Source passage |
┄┄┄┄┄┄

But if you don’t want to deal with guests at all, the Neighbor platform might be worth a look. Neighbor lets you store people’s extra stuff where you have space for it.
This is likely to be very passive monthly income after the initial drop off. Some hosts are earning up to $10,000 a year running their own mini self-storage operations.
Check out our full Neighbor review to learn more.
12. Raw Land Flipping
Almost every seasoned landlord will have a horror story about tenants, toilets, or termites. One real estate side hustle that avoids all those problems is raw land flipping.
How this one works is you:
- Find distressed land owners, often through country records and direct mail.
- Make them a cash offer for their property.
- Re-sell the land for a quick cash flip or low monthly installments.
I connected with one Side Hustle Show guest who built his land flipping business to $10k a month in his first year.
Real estate wholesaling involves:
- Finding distressed properties and motivated sellers.

┄┄┄┄┄┄

Directive A | According to the side hustle passage, how much are some Neighbor hosts earning a year?
Directive B | Translate this sentence from the side hustle passage into Spanish: "Neighbor lets you store people’s extra stuff where you have space for it."
Directive C | Please continue the side hustle passage from its last line, picking up the list of what real estate wholesaling involves.

Material shown |
┄┄┄┄┄┄

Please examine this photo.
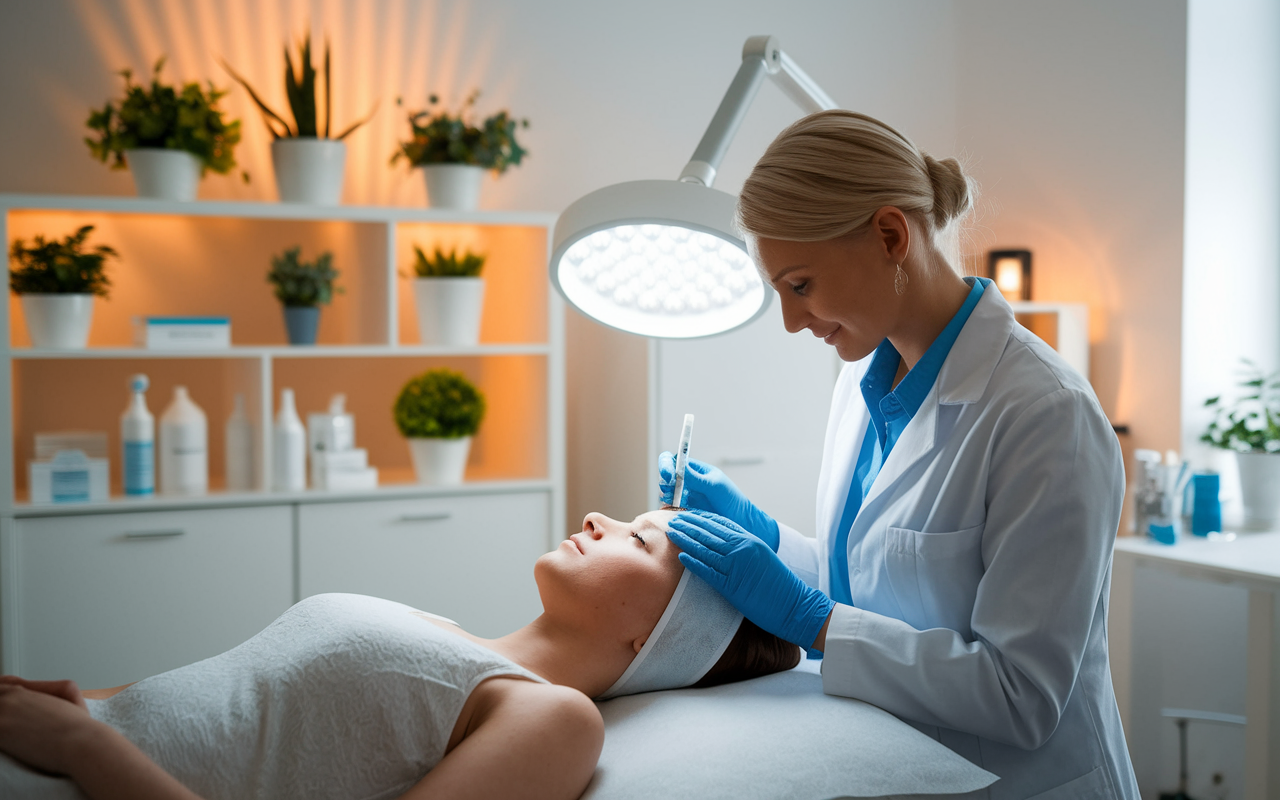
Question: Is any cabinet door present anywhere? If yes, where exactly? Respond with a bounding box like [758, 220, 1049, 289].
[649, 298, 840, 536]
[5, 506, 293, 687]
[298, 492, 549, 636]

┄┄┄┄┄┄

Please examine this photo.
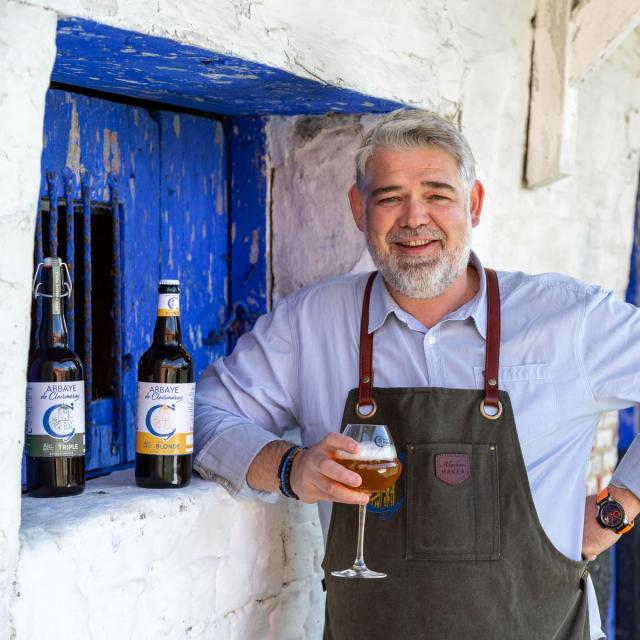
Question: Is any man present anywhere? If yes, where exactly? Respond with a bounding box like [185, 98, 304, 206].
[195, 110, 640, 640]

┄┄┄┄┄┄

Written response A | Up to $10,000 a year.

Written response B | Neighbor te permite guardar las cosas extra de otras personas donde tengas espacio para ellas.

Written response C |
- Getting them under contract.
- Quickly selling them to other investors.
You don’t need much capital upfront, just a lot of legwork to find deals and network with potential buyers.
14. Short-Term Real Estate Loans
Help fund real estate rehab projects through short-term loans on sites like Groundfloor. These notes typically range from 3-12 months and earn 6-10% interest.
The minimum amount per loan is just $10 so you can easily spread your investments around to diversify, and Groundfloor has an easy-to-use interface that lets you shop for these investments.
If things go south, you’ve got the property as collateral so you can typically recover your principal.
15. Traditional REITs
Publicly-traded real estate investment trusts (REITs) are perhaps the most passive real estate side hustle. You can buy shares through any brokerage, including fan-favorite M1 Finance.
16. Mobile Notary Service
Mobile Notary loan signing agents can make around $100 an hour for completing loan signings for new home buyers. It’s a great real estate side hustle because most signings take place in the evenings. (Banks like to lend money to people who have jobs!)
To learn more, check out some of the resources at Loan Signing System to learn more. (Use promo code sidehustle for 10% off, or check out this review featuring a couple Loan Signing System students.)
Once you know what you’re doing and are on board with a few signing services, you’ll start to get text message notifications of gigs near you. With each one, you can choose to accept or reject it based on your availability.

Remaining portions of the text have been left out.